**WORK INSTRUCTION**
Could the data below be copied out in full, word for word?

▼

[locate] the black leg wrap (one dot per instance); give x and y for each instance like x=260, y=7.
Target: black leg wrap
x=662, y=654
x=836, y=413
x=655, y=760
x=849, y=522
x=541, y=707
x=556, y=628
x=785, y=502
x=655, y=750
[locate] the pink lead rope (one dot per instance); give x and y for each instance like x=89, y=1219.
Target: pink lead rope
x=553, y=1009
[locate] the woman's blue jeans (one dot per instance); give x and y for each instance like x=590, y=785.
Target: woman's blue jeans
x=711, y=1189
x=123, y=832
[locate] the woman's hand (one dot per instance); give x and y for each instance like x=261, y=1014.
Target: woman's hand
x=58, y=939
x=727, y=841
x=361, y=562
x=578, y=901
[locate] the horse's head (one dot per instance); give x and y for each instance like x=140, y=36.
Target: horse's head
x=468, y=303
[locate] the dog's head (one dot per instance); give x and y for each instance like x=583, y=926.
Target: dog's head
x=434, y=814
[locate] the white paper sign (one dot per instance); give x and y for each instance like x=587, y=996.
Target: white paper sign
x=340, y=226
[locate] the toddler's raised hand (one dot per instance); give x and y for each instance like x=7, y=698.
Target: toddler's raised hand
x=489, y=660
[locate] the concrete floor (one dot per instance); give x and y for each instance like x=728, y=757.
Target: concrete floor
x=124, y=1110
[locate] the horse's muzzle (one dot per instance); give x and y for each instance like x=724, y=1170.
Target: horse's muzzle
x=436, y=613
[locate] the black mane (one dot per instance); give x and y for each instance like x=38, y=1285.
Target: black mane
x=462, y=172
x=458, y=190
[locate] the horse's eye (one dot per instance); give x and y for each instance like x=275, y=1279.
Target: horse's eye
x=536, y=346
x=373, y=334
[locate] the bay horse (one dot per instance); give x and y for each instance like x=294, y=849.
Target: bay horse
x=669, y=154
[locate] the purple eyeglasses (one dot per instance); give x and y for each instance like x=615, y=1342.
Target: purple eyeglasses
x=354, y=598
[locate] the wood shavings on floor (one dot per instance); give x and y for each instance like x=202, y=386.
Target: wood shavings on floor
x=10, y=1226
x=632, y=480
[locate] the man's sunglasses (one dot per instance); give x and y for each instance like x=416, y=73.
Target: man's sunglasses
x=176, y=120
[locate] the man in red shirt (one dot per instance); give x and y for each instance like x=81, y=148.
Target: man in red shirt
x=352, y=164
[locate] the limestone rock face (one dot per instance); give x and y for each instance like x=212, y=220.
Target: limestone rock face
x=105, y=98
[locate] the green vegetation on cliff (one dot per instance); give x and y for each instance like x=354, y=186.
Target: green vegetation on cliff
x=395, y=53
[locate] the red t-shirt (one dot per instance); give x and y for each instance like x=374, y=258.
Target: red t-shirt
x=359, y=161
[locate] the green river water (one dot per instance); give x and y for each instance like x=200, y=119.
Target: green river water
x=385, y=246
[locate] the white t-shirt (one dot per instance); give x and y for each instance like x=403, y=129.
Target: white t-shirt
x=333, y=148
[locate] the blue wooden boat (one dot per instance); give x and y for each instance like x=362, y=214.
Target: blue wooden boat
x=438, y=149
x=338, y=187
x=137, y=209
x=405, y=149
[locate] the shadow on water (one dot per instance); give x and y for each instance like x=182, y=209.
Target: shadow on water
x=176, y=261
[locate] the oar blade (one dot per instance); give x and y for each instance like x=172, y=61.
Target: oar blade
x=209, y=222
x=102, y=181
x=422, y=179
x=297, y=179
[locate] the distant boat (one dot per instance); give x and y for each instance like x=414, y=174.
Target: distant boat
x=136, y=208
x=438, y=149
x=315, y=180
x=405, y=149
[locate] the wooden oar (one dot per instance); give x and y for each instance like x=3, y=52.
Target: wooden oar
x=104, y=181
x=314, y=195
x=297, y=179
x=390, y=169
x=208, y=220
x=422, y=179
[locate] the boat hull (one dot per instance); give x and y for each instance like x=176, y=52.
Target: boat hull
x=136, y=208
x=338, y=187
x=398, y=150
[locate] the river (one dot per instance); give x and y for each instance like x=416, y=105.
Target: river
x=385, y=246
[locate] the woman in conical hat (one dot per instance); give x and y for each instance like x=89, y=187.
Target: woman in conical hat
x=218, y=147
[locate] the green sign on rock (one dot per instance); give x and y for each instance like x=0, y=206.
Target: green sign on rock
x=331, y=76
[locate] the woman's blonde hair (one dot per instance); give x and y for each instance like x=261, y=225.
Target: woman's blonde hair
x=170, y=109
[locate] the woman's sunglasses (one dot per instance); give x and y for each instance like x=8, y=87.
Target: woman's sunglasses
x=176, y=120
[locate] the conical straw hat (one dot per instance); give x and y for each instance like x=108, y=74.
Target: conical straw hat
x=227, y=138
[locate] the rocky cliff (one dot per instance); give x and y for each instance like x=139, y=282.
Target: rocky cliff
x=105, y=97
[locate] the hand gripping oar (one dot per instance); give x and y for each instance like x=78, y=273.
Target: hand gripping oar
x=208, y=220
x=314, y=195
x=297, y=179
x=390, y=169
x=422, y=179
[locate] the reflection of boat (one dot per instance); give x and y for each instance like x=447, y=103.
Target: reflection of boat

▲

**RESPONSE TO THE TASK**
[locate] the black leg wrap (one dot per instance); give x and y for each instance like x=260, y=7.
Target: black leg wrap
x=662, y=654
x=836, y=413
x=655, y=760
x=849, y=522
x=541, y=707
x=556, y=628
x=785, y=502
x=655, y=750
[locate] the pink lead rope (one dot per instance); give x and y for each instance like x=89, y=1219.
Target: pink lead rope
x=553, y=1009
[locate] the woman's blue jeans (one dot per instance); give x and y for each instance like x=590, y=785.
Target: woman's blue jeans
x=711, y=1189
x=123, y=832
[locate] the woman's hand (one dot per instance); give x and y for each instance like x=261, y=1014.
Target: woman's hand
x=58, y=939
x=727, y=841
x=361, y=562
x=578, y=901
[locate] the horse's head (one dot per instance); give x and y for each instance like x=140, y=36.
Target: horse's head
x=468, y=303
[locate] the dog's head (one dot per instance); give x and y for each instance like x=583, y=926.
Target: dog's head
x=434, y=814
[locate] the white paper sign (one dot per instance); give x and y for each instance like x=587, y=996.
Target: white paper sign
x=340, y=226
[locate] the toddler's raised hand (one dot per instance); give x and y for each instance like x=7, y=698.
Target: toddler's raised hand
x=489, y=660
[locate] the concrete floor (one dot per instance); give x and y for each instance like x=728, y=757.
Target: concrete floor
x=124, y=1110
[locate] the horse's muzzle (one dot per instance); give x and y for each instance like x=724, y=1170.
Target: horse's muzzle
x=436, y=613
[locate] the black mane (one dot per instance); give x and y for each instance like x=38, y=1285.
Target: black mane
x=462, y=172
x=458, y=190
[locate] the horse's eye (one dot per instance); give x and y for each instance like x=275, y=1279.
Target: horse's eye
x=536, y=346
x=373, y=334
[locate] the bay horse (one dot per instance); give x and y for each instance like x=294, y=849.
Target: bay horse
x=669, y=154
[locate] the purple eyeglasses (one dot per instance); give x and y for each instance like x=615, y=1342.
Target: purple eyeglasses
x=354, y=598
[locate] the wood shavings on floor (one dot per instance); give x and y for each instance like x=202, y=386.
Target: wood shavings on floor
x=10, y=1226
x=632, y=480
[locate] the man's sunglasses (one dot per instance); give x and y for each instance like x=416, y=73.
Target: man's sunglasses
x=176, y=120
[locate] the man in red shirt (one dot per instance); give x and y for each instance like x=81, y=148.
Target: man in red shirt
x=352, y=164
[locate] the limestone rock face (one dot per instance); give x and y for each instance like x=212, y=220.
Target: limestone rock face
x=105, y=98
[locate] the green vegetation on cliff (one dot per instance); give x and y for each instance like x=354, y=186.
Target: green vegetation on cliff
x=395, y=53
[locate] the red t-shirt (one dot per instance); give x and y for each instance like x=374, y=258.
Target: red t-shirt
x=359, y=161
[locate] the green river water (one dot per instance); give x and y for each instance like x=200, y=119.
Target: green river water
x=385, y=246
[locate] the white t-shirt (one dot per instance); give x and y for each instance like x=403, y=129.
Target: white t-shirt
x=333, y=148
[locate] the blue wooden boat (one dot per instance); give x and y for each instance like x=362, y=214.
Target: blue wooden boat
x=438, y=149
x=338, y=187
x=137, y=209
x=405, y=149
[locate] the shadow on water (one dot per instance); give x and y for each instance like x=182, y=209.
Target: shadow on water
x=176, y=261
[locate] the oar blade (one dot per instance); give x and y for each instance like x=172, y=61.
Target: oar blade
x=209, y=222
x=102, y=181
x=422, y=179
x=297, y=179
[locate] the distant boat (one dot per instance); give x and y for each instance like x=414, y=174.
Target: distant boat
x=136, y=208
x=438, y=149
x=315, y=180
x=405, y=149
[locate] the wooden oar (one dot per instance); give x and y for each instance like x=3, y=52.
Target: wooden oar
x=104, y=181
x=314, y=195
x=297, y=179
x=390, y=169
x=208, y=220
x=422, y=179
[locate] the boat hull (one dot per instance); give x and y for each instance like x=176, y=52.
Target: boat hull
x=136, y=208
x=338, y=187
x=398, y=150
[locate] the river (one dot per instance); give x and y for each instance like x=416, y=105.
Target: river
x=385, y=246
[locate] the woman in conical hat (one dot per instance); give x and y for each instance like x=89, y=187.
Target: woman in conical hat
x=218, y=147
[locate] the green sign on rock (one dot per instance); give x and y for each instance like x=0, y=206.
Target: green sign on rock
x=331, y=76
[locate] the woman's blonde hair (one dot per instance); give x and y for each instance like x=261, y=225.
Target: woman's blonde hair
x=170, y=109
[locate] the woman's sunglasses (one dot per instance); give x and y for each instance like x=8, y=87.
Target: woman's sunglasses
x=176, y=120
[locate] the conical straw hat (one dot per instance); give x and y for each instance like x=108, y=74.
Target: conical straw hat
x=227, y=138
[locate] the rocky cliff (one dot per instance); give x and y for each instance like x=139, y=282.
Target: rocky cliff
x=105, y=97
[locate] the hand gripping oar (one dot per instance); give x and y for each instance like x=78, y=273.
Target: hand gripping oar
x=208, y=220
x=314, y=195
x=297, y=179
x=390, y=169
x=422, y=179
[locate] the reflection of boat (one dot per instance); give x and y for each instance like x=447, y=103.
Target: reflection of boat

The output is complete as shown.